Given request: Output every line of the material below verbatim, in its original order.

Input:
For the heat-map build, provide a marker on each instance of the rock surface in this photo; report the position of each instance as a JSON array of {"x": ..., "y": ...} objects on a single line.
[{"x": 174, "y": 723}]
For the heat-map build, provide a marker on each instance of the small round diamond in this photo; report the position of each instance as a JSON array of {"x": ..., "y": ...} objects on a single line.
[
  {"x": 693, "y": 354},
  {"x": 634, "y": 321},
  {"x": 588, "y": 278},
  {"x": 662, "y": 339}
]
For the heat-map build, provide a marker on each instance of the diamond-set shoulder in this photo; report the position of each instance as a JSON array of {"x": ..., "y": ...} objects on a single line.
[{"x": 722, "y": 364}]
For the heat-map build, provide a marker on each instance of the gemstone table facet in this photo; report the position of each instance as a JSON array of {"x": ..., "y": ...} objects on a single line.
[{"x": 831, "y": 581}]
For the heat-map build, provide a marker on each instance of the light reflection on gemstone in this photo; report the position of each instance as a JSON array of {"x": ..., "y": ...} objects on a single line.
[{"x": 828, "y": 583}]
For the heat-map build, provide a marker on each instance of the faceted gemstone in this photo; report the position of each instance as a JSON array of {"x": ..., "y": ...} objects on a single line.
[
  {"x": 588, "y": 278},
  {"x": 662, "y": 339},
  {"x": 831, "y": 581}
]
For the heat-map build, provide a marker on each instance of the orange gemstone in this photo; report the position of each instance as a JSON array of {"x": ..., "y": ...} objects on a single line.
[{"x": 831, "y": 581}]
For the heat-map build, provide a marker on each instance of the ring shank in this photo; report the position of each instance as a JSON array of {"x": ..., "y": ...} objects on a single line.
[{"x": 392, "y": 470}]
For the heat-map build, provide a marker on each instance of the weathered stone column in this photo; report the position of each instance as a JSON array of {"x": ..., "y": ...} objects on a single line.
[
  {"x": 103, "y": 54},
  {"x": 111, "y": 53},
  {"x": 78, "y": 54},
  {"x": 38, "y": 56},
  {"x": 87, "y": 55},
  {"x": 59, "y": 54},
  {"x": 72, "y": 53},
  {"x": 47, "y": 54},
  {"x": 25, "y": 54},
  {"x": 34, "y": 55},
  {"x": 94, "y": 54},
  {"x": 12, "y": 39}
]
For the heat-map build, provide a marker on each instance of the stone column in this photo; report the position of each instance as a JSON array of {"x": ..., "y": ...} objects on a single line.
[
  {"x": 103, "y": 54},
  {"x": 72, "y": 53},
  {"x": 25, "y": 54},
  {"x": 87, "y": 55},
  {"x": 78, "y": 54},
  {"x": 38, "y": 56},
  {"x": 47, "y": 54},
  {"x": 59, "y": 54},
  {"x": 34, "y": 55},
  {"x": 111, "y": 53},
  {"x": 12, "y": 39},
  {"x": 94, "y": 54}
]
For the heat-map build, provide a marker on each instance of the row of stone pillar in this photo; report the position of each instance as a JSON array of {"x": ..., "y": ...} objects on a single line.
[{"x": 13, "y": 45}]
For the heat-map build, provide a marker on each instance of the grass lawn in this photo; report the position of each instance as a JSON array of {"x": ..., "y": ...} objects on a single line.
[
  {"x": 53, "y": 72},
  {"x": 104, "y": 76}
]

Full output:
For the heat-map build, provide a marker on each instance of the rock surface in this photo; report the position of each instance as a JSON array of {"x": ..., "y": ...} objects on a single line.
[{"x": 174, "y": 723}]
For the heat-map build, provide a marker on each instance of the small round diamond in this photo; report the position of each instance as a JSON array of {"x": ..., "y": ...} objects on a single line.
[
  {"x": 693, "y": 354},
  {"x": 634, "y": 321},
  {"x": 588, "y": 278},
  {"x": 662, "y": 339}
]
For the heat-map build, provide a marker on each instance of the diamond-set shoulder in this photo; report the position of each instance as a JSON array of {"x": ..., "y": ...} objects on a single line.
[{"x": 722, "y": 364}]
For the heat-map build, provide a marker on each instance of the gemstone table facet in this photo; report the position of each instance as a JSON array of {"x": ..., "y": ...} objects on a single line.
[{"x": 831, "y": 581}]
For the heat-map build, provide a marker on each instance of the light reflection on gemstone in this photo; report the position of each instance as a JSON array of {"x": ..., "y": ...} objects on a single line.
[{"x": 828, "y": 583}]
For the heat-map build, provide a marker on each instance of the faceted gemstone in this photo; report the position of each instance as a JSON array of {"x": ..., "y": ...} objects on a single line.
[
  {"x": 588, "y": 278},
  {"x": 662, "y": 339},
  {"x": 831, "y": 581}
]
For the heat-map build, provide a marker on each instance of the orange gemstone in this photo; report the position of each instance as a JSON array of {"x": ..., "y": ...} objects on a single line.
[{"x": 831, "y": 581}]
For the heat-map build, provide a marker on each instance of the ring shank in this photo; report the position of each instance as a JSON array of {"x": ..., "y": ...} objects on a single line.
[{"x": 392, "y": 470}]
For the heat-map build, provide a marker on each instance of the weathered stone column in this photo; report the position of each instance as a JSON array of {"x": ..., "y": ...} objects on a single line.
[
  {"x": 103, "y": 54},
  {"x": 111, "y": 53},
  {"x": 78, "y": 54},
  {"x": 38, "y": 56},
  {"x": 87, "y": 55},
  {"x": 59, "y": 54},
  {"x": 72, "y": 53},
  {"x": 47, "y": 54},
  {"x": 25, "y": 54},
  {"x": 34, "y": 55},
  {"x": 94, "y": 54},
  {"x": 12, "y": 39}
]
For the heat-map build, provide a marker on each instance of the stone column in this photo; report the position of each instance as a JSON array of {"x": ..., "y": ...} objects on a single line.
[
  {"x": 103, "y": 54},
  {"x": 72, "y": 53},
  {"x": 25, "y": 54},
  {"x": 87, "y": 55},
  {"x": 78, "y": 54},
  {"x": 38, "y": 56},
  {"x": 47, "y": 54},
  {"x": 59, "y": 54},
  {"x": 34, "y": 55},
  {"x": 111, "y": 53},
  {"x": 12, "y": 39},
  {"x": 94, "y": 54}
]
For the heat-map build, provide a marker on each instance of the row of stone pillar in this photo; report the position of each instance as a JSON array of {"x": ..., "y": ...} objects on a single line.
[{"x": 13, "y": 45}]
For the heat-map build, provide a marker on each instance of the grass lawn in this photo; report the position of each instance as a JSON array of {"x": ..., "y": ...} objects on a single line.
[
  {"x": 53, "y": 72},
  {"x": 104, "y": 76}
]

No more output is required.